#### [Tarefas propostas]
1/ Reescreva o trecho da reportagem sobre o fórum que começa com as palavras "Por Maurício Hashizume" e termina com "receber o evento.", trocando "CNJ" por "Conselho".
2/ Liste todas as siglas que aparecem na reportagem sobre o fórum.

#### [Trecho do documento]
07/10/2009

Fórum visita Mato Grosso do Sul e afasta índios e sem-terra

Instância criado pelo Conselho Nacional de Justiça (CNJ) para que o Judiciário dê respostas aos problemas relacionadas à posse da terra realizou encontro em Campo Grande (MS). Presidente do STF e autoridades distribuíram recados


 


Por Maurício Hashizume


 


Campo Grande (MS) – A escolha da capital do Mato Grosso do Sul como sede do I Encontro do Fórum Nacional para Monitoramento e Resolução de Conflitos Fundiários Rurais e Urbanos, realizado na semana passada, não foi por acaso. O Fórum promovido pelo Conselho Nacional de Justiça (CNJ) propõe respostas do Poder Judiciário à violência no campo e na cidade ligada à posse da terra. O coordenador do Comitê Executivo do Fórum e secretário-geral do CNJ, Rubens Curado, confirmou à Repórter Brasil que, desde a criação da instância em maio deste ano, representantes do Tribunal de Justiça do Mato Grosso do Sul (TJ-MS) se prontificaram a receber o evento.

Itens listados em um conjunto de dados
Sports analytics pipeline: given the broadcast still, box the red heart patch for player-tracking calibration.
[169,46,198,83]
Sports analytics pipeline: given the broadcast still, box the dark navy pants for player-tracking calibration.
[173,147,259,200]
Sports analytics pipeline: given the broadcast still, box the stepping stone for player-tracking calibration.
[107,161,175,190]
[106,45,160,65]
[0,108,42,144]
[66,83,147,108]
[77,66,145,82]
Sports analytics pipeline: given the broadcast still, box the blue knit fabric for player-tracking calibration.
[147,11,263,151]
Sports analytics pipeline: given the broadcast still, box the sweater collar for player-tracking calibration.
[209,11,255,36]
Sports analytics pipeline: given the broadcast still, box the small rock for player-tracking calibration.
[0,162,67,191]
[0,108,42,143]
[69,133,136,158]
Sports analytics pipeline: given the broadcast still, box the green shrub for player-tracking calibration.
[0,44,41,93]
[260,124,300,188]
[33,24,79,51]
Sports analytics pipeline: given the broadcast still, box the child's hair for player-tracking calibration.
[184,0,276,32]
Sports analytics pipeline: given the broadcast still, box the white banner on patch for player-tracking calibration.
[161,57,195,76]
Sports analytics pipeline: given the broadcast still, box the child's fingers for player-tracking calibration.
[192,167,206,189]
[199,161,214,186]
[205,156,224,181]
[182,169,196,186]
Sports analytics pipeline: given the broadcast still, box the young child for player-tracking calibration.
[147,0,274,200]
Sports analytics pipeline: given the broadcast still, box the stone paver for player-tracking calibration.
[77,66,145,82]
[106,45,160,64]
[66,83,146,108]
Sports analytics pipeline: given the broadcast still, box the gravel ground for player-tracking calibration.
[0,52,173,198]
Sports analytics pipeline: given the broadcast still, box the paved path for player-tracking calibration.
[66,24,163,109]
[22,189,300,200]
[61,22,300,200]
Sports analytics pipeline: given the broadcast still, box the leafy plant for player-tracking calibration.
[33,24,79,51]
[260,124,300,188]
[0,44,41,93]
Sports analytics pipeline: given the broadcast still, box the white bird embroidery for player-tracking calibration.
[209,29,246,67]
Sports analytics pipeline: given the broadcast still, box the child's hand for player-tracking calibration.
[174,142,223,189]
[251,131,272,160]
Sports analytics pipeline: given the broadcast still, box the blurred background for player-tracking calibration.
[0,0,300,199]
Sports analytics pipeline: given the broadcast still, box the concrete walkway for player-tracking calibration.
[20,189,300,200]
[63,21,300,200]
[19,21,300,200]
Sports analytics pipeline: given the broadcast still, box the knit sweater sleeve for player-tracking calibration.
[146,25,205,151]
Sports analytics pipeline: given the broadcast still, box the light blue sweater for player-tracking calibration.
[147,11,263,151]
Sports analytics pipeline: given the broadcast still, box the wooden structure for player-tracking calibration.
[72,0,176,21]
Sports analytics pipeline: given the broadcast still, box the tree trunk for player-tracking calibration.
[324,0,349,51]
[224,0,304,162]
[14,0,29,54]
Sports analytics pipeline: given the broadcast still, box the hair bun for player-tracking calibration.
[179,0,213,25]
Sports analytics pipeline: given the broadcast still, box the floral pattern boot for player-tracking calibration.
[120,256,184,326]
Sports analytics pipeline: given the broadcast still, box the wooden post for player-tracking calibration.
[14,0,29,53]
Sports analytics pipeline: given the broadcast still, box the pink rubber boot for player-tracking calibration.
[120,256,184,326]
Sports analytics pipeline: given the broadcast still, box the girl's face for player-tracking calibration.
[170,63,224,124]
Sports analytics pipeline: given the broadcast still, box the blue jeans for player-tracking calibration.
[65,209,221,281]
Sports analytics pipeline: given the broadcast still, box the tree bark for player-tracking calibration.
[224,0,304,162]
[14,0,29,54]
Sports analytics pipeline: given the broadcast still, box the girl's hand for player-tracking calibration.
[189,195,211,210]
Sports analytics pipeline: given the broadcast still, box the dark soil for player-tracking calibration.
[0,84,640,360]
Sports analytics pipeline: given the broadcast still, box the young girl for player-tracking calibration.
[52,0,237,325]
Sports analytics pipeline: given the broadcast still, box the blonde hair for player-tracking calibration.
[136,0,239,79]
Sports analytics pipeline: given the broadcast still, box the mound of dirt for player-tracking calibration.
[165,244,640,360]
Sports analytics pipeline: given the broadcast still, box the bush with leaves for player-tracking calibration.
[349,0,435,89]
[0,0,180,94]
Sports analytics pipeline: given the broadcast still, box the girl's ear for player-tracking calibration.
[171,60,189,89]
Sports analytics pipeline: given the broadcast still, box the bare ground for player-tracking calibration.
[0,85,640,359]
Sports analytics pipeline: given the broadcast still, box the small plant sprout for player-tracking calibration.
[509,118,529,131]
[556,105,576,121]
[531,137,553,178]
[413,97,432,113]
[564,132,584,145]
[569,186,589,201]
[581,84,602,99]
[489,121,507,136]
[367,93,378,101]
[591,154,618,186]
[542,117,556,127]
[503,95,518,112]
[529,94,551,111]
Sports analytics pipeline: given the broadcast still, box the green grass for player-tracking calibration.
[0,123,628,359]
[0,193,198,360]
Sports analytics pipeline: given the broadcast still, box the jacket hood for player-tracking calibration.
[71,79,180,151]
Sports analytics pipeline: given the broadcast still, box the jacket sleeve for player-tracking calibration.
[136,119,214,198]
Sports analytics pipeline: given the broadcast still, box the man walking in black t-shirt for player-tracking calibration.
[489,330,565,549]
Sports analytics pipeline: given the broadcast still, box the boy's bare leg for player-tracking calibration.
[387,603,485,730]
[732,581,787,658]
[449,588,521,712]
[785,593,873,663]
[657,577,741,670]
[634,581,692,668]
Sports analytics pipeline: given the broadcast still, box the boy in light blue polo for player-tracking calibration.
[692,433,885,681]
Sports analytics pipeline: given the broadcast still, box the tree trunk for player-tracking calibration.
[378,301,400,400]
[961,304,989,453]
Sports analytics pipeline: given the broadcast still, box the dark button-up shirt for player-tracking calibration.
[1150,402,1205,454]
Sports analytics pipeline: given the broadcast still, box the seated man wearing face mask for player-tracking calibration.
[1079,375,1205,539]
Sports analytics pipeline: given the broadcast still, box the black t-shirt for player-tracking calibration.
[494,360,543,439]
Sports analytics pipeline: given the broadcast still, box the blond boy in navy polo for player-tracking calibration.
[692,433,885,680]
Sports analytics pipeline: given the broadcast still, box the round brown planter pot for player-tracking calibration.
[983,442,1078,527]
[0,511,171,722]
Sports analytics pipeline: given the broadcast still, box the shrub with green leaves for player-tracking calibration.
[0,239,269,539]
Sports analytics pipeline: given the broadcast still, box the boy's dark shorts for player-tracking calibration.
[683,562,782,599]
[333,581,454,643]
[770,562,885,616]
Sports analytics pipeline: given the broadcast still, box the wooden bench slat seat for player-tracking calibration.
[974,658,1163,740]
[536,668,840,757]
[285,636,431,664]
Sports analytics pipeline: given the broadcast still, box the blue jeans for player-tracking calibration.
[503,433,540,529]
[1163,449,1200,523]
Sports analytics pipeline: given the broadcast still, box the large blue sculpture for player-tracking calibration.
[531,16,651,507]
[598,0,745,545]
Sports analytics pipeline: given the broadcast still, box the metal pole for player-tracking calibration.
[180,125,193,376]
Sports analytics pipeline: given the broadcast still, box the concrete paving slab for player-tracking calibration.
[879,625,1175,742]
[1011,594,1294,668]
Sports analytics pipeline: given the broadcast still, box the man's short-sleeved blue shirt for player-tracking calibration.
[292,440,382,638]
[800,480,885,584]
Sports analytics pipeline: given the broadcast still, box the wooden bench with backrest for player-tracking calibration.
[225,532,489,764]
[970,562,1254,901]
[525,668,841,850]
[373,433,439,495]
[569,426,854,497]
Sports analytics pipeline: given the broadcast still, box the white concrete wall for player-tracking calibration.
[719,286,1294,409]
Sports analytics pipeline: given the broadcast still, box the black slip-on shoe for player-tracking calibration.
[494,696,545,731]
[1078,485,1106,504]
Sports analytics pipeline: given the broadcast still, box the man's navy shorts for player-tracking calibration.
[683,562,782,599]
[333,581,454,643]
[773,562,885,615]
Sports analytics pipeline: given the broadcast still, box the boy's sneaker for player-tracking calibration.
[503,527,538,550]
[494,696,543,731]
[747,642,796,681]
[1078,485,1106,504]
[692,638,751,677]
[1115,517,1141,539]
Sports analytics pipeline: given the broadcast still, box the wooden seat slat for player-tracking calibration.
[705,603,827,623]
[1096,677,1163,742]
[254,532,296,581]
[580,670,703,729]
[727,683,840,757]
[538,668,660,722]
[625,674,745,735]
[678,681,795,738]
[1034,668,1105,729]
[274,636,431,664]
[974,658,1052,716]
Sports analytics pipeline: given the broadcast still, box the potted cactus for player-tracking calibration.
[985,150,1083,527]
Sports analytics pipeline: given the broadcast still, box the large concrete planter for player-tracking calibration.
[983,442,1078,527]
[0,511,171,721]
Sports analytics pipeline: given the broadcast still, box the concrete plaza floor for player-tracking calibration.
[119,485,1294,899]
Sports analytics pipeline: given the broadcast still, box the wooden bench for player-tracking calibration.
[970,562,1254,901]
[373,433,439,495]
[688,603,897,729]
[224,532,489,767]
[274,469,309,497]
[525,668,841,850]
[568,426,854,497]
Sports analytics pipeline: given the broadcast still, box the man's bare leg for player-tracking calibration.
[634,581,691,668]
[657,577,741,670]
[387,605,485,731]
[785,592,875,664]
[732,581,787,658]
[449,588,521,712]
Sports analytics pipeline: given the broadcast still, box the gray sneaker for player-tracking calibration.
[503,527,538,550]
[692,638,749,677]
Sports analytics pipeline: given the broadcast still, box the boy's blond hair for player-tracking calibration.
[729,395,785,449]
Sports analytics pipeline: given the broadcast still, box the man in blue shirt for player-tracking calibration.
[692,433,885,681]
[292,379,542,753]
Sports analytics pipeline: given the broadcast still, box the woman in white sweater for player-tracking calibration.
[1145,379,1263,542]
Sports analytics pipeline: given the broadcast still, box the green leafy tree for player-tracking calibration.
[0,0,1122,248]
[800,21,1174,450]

#### [Respostas]
1/
Por Maurício Hashizume


 


Campo Grande (MS) – A escolha da capital do Mato Grosso do Sul como sede do I Encontro do Fórum Nacional para Monitoramento e Resolução de Conflitos Fundiários Rurais e Urbanos, realizado na semana passada, não foi por acaso. O Fórum promovido pelo Conselho Nacional de Justiça (Conselho) propõe respostas do Poder Judiciário à violência no campo e na cidade ligada à posse da terra. O coordenador do Comitê Executivo do Fórum e secretário-geral do Conselho, Rubens Curado, confirmou à Repórter Brasil que, desde a criação da instância em maio deste ano, representantes do Tribunal de Justiça do Mato Grosso do Sul (TJ-MS) se prontificaram a receber o evento.

2/ CNJ, MS, STF, TJ-MS